Object location annotation data:
━━━━━━━━━━━━━━━━━━━━━━━━━━━━━━

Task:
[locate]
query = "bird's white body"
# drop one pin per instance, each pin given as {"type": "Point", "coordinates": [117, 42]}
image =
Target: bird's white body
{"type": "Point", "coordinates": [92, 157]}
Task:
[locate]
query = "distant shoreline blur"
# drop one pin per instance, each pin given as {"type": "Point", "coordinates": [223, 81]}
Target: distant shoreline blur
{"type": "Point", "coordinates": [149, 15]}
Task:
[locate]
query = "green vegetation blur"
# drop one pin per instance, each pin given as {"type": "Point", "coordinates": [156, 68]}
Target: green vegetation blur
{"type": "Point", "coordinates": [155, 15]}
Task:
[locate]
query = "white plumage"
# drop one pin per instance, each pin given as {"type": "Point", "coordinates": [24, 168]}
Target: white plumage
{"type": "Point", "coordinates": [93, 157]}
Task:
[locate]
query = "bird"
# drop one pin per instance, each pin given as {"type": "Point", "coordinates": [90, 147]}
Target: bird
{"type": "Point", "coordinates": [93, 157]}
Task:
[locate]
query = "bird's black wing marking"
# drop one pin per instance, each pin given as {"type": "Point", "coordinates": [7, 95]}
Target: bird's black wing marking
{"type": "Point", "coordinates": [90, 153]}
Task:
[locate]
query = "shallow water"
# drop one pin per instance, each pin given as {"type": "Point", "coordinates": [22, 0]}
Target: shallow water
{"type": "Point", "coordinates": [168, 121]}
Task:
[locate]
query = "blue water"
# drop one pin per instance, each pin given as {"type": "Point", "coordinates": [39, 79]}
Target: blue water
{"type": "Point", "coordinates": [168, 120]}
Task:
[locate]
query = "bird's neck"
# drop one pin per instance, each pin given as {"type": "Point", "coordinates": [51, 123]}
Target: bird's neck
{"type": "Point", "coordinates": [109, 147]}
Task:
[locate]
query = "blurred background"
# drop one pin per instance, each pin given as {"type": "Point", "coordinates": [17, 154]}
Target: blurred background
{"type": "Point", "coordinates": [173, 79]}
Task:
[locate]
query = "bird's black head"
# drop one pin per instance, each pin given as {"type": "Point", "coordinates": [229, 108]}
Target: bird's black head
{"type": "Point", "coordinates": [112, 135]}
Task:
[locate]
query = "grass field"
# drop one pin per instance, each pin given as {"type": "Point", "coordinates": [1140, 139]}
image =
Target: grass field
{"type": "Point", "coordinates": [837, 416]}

━━━━━━━━━━━━━━━━━━━━━━━━━━━━━━

▶ _Task to complete_: Set down the listing in full, keeping every word exactly as it is.

▶ _Solution to the problem_:
Task:
[locate]
query = "bird's white body"
# drop one pin per instance, each pin given as {"type": "Point", "coordinates": [117, 42]}
image =
Target: bird's white body
{"type": "Point", "coordinates": [92, 157]}
Task:
[locate]
query = "distant shoreline blur"
# drop one pin per instance, each pin given as {"type": "Point", "coordinates": [223, 81]}
Target: distant shoreline blur
{"type": "Point", "coordinates": [149, 15]}
Task:
[locate]
query = "green vegetation blur"
# drop one pin per instance, each pin given as {"type": "Point", "coordinates": [156, 68]}
Target: green vegetation blur
{"type": "Point", "coordinates": [155, 15]}
Task:
[locate]
query = "white plumage"
# drop one pin per instance, each pin given as {"type": "Point", "coordinates": [24, 168]}
Target: white plumage
{"type": "Point", "coordinates": [93, 157]}
Task:
[locate]
query = "bird"
# drop one pin per instance, each pin given as {"type": "Point", "coordinates": [90, 147]}
Target: bird
{"type": "Point", "coordinates": [93, 157]}
Task:
[locate]
query = "bird's black wing marking"
# drop one pin per instance, each pin given as {"type": "Point", "coordinates": [7, 95]}
Target: bird's black wing marking
{"type": "Point", "coordinates": [90, 153]}
Task:
[locate]
query = "shallow water"
# drop one pin per instance, each pin given as {"type": "Point", "coordinates": [22, 0]}
Target: shallow water
{"type": "Point", "coordinates": [168, 121]}
Task:
[locate]
query = "blue water"
# drop one pin per instance, each pin given as {"type": "Point", "coordinates": [39, 79]}
Target: blue water
{"type": "Point", "coordinates": [168, 120]}
Task:
[locate]
query = "bird's neck"
# drop one pin per instance, each pin given as {"type": "Point", "coordinates": [51, 123]}
Target: bird's neck
{"type": "Point", "coordinates": [109, 147]}
Task:
[locate]
query = "blurred background"
# drop one pin per instance, each pin given as {"type": "Point", "coordinates": [17, 154]}
Target: blurred background
{"type": "Point", "coordinates": [173, 79]}
Task:
[locate]
query = "bird's black head"
# drop one pin per instance, each pin given as {"type": "Point", "coordinates": [229, 108]}
Target: bird's black head
{"type": "Point", "coordinates": [112, 135]}
Task:
[locate]
query = "grass field"
# drop one pin per instance, each pin given as {"type": "Point", "coordinates": [1140, 139]}
image =
Target: grass field
{"type": "Point", "coordinates": [837, 416]}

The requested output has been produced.